Stored data entries:
-- Opening Marker --

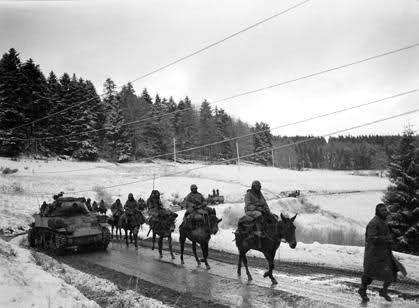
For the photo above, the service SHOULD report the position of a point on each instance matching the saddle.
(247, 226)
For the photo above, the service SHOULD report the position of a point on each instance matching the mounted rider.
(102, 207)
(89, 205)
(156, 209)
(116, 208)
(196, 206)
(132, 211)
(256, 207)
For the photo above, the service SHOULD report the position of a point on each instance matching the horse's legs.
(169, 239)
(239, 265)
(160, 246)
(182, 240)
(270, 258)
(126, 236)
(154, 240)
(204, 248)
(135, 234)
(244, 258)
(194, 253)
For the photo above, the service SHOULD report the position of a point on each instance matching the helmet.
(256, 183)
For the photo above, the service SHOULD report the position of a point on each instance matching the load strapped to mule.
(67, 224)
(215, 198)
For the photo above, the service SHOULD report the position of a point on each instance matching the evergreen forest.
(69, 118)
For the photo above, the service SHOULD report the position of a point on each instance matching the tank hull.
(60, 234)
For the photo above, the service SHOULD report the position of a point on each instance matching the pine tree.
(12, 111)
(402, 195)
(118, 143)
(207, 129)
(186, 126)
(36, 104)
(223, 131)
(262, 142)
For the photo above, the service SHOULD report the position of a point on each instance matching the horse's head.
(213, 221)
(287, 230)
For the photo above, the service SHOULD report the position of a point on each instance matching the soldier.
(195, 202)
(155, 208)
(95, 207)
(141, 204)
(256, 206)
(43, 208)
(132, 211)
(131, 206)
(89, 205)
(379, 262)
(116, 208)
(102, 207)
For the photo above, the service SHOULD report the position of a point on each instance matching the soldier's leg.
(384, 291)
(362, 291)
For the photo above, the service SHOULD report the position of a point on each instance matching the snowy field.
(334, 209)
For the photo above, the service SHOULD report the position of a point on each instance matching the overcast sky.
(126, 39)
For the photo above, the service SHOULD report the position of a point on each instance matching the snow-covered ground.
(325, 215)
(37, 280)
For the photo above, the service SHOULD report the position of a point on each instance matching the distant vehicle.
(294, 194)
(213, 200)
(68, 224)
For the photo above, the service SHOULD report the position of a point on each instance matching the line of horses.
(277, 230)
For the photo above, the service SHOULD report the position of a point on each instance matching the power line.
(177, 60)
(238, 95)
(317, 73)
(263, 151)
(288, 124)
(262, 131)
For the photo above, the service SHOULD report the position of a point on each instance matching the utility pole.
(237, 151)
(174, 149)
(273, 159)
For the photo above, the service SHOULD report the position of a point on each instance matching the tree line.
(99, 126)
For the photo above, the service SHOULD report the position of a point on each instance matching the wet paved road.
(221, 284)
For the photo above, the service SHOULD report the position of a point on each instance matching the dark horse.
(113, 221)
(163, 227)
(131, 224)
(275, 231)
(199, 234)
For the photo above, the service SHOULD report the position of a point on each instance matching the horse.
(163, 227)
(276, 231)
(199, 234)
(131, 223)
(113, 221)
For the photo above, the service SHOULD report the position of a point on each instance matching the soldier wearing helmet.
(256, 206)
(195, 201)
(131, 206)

-- Closing Marker --

The result should be the full set of entries above, restated exactly and without images.

For the photo above, the service SHOULD report the position of a point on each instance matching the saddle.
(247, 226)
For the photo above, the service SHOULD report the position of a point on each instance matching the mounted rider.
(102, 207)
(89, 205)
(156, 209)
(116, 208)
(196, 206)
(132, 211)
(256, 207)
For the photo above, the service SHOULD report the position of a point on each instance matching the horse's legs.
(169, 239)
(239, 265)
(160, 246)
(182, 240)
(270, 258)
(126, 236)
(154, 240)
(204, 248)
(135, 234)
(244, 258)
(194, 253)
For the photo above, the service SHOULD report the position of a point on each instance matching the helmet.
(256, 183)
For the photo above, the service SHOULD report the position of a point on each instance matching the load strapped to mule.
(67, 224)
(215, 198)
For the photo above, the service SHOULD report the position of a point on each instance matching the evergreen forest.
(69, 118)
For the photo above, the service SHOULD report the position of a point on each instance matching the tank hull.
(60, 234)
For the photo above, the service SHOULD report the position of a point on each instance matching the pine tree.
(12, 111)
(402, 195)
(118, 143)
(207, 129)
(186, 126)
(36, 104)
(223, 131)
(262, 142)
For the photo above, the service SHOULD report the position of a point on each instance matching the horse's head.
(213, 221)
(287, 230)
For the photo above, the service SHOULD report the position of a point on each instance matching the soldier.
(195, 202)
(155, 208)
(95, 207)
(141, 204)
(256, 206)
(43, 208)
(132, 211)
(131, 206)
(89, 205)
(379, 262)
(116, 208)
(102, 207)
For the photo above, the service SHOULD report the position of a point on each instance matching the soldier's leg.
(384, 291)
(362, 291)
For the photo above, the service SHOULD report the position of a point on each instance matching the snowy field.
(334, 209)
For the photo above, the service SHOULD report the position of a point on each instance matching the overcast sky.
(126, 39)
For the photo above, the service SHOULD report the position of a point on each instance matching the snow-covered ground.
(325, 215)
(37, 280)
For the photo above, the service SHOULD report the position of a point on each instance matching the distant vehicle.
(294, 194)
(213, 200)
(68, 224)
For the photo above, the service SHOULD report the position of a point on each instance matching the line of horses.
(277, 230)
For the photo above, the service SHOULD report the position of a point on each instance matching the power line.
(177, 60)
(238, 95)
(317, 73)
(263, 151)
(288, 124)
(262, 131)
For the photo above, the service SHOULD report the position of a point on each instance matching the utility pole.
(237, 151)
(174, 149)
(273, 159)
For the photo above, the service SHOULD report the position of a point on each instance matching the tree line.
(99, 126)
For the photo above, the service SHOULD report the position of a point on each instance matching the wet paved road.
(221, 284)
For the photo above, the service SHOULD report the position of a point on each instance matching the dark horse.
(113, 221)
(163, 227)
(131, 224)
(275, 231)
(199, 234)
For the photo above, the service SHOULD report the position of a point on each instance matching the horse.
(163, 227)
(276, 231)
(199, 234)
(131, 223)
(113, 221)
For the photo above, the service SHOULD report the position of a point on each instance matching the soldier wearing helmet.
(256, 206)
(195, 201)
(131, 206)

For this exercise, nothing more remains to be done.